TASK LIST:
#1 According to the article on inelastic demand, what does a vertical demand curve indicate?
#2 Carry on the article on inelastic demand from where it stops.

DOCUMENT:
— start —

Updated on January 29, 2024
Article byPrakhar Gajendrakar
Reviewed byDheeraj Vaidya, CFA, FRM

What is Inelastic Demand?

Inelastic demand is when the change in the price of a product or service does not cause a proportional or significant change in its demand in the economy. It refers to a type of elasticity of demand.

Simply put, it points to the demand that cannot be influenced by changing prices. Price can increase or decrease, but the demand remains relatively the same. One of the simple examples is electricity, an increase in its price will not cause people to reduce their consumption level, and a decrease in its price will not make people use more.

Key Takeaways

  • Inelastic demand in economics refers to the phenomenon of insignificant or no change in demand in reaction to the change in the price of a product.
  • Examples include the demand for necessities like gasoline, electricity, water, and food staples.
  • If the price elasticity of demand is greater than one, then it is elastic. Whereas if it is less than one, then it is inelastic.
  • A flatter demand curve is a characteristic of an elastic product. In contrast, a vertical curve indicates a perfectly inelastic product, and a steeper curve indicates an inelastic product. 

Inelastic Demand Explained

Inelastic demand is associated with necessary goods like water, fuel, and electricity; since these are part of daily lives, the level and pattern of their consumption do not align with the price change.

— end —

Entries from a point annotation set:
— start —

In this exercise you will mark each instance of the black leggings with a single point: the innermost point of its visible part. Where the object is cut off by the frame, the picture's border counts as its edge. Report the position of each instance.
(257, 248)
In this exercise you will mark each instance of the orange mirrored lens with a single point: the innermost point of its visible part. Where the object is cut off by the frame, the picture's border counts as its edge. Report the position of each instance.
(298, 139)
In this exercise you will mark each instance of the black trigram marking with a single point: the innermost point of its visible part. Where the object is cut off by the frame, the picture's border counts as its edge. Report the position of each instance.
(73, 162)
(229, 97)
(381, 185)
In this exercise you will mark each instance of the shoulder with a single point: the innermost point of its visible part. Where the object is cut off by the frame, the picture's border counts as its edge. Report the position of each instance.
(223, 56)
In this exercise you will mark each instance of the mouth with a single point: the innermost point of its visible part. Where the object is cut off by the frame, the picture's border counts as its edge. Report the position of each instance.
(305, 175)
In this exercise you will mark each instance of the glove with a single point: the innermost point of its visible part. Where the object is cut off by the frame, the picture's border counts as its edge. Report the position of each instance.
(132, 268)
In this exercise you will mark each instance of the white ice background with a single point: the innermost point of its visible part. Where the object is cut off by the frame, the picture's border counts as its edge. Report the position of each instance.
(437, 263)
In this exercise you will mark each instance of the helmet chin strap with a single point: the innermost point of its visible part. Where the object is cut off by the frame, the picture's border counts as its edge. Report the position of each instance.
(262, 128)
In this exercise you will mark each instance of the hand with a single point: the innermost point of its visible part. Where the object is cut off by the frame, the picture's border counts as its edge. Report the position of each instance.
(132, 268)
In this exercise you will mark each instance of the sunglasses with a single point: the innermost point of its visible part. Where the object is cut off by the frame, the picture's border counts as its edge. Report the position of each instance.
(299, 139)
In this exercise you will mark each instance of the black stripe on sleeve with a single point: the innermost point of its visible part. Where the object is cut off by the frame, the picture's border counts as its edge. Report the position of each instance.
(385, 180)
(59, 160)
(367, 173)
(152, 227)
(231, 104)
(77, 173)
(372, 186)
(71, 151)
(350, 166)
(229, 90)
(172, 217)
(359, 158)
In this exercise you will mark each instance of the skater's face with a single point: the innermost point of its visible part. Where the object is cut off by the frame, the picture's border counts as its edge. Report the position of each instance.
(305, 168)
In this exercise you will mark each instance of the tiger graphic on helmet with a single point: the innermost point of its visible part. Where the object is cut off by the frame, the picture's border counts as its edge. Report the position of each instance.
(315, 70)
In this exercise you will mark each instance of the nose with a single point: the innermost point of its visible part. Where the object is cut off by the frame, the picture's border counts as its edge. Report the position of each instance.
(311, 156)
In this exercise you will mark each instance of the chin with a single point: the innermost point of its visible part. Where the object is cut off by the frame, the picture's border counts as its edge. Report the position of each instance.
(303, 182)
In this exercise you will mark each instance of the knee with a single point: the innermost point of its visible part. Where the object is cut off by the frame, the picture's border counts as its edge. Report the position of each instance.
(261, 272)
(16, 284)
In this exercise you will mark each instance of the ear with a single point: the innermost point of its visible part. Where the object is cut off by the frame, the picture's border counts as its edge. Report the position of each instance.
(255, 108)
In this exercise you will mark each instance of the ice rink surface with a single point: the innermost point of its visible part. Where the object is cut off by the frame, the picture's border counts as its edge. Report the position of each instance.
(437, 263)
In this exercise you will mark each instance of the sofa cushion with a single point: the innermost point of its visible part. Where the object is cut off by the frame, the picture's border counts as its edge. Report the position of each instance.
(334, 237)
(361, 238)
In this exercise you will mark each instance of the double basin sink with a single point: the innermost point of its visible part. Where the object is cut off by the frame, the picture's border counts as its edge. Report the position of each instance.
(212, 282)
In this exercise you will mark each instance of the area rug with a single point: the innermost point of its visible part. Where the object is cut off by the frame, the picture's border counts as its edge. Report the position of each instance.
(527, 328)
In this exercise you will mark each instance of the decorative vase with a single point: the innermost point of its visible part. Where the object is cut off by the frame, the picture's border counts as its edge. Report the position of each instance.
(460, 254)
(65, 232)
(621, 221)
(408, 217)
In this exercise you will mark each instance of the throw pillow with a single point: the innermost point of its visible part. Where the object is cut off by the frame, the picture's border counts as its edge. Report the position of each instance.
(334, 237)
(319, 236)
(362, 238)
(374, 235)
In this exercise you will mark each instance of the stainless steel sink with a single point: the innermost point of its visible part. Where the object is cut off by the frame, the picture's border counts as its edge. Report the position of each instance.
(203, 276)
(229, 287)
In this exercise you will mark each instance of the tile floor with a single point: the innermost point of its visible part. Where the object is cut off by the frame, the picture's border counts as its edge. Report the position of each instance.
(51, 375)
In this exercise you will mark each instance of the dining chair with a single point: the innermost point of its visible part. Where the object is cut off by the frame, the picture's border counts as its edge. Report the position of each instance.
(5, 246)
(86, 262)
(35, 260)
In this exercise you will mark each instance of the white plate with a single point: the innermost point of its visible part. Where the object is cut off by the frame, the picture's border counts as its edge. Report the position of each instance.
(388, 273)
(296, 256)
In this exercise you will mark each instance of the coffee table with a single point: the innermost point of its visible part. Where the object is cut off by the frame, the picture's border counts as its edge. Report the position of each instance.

— end —

FINAL ANSWERS:
#1 A vertical demand curve indicates a perfectly inelastic product.

#2
The formula for price elasticity of demand is used to determine whether the product has inelastic demand or not.

Price elasticity of demand = % change in quantity demanded ÷ % change in price

Suppose the numerical value of price elasticity of demand derived by applying input values to the above formula is less than 1. In that case, the product is more inelastic, and if it is greater than one, the demand for a product is elastic. When it is less than one, it implies that the percentage change in price will only cause a small change in the quantity demanded. Furthermore, profit is optimized if the price elasticity is equal to one.

To find the income elasticity of demand, using the above formula, % change in income is applied instead of % change in price. For inelastic products, it will be zero or low in value. It implies that the quantity demanded will not rise or fall with an increase or decrease in income. Again, necessary or normal goods exhibit zero or low-income elasticity of demand.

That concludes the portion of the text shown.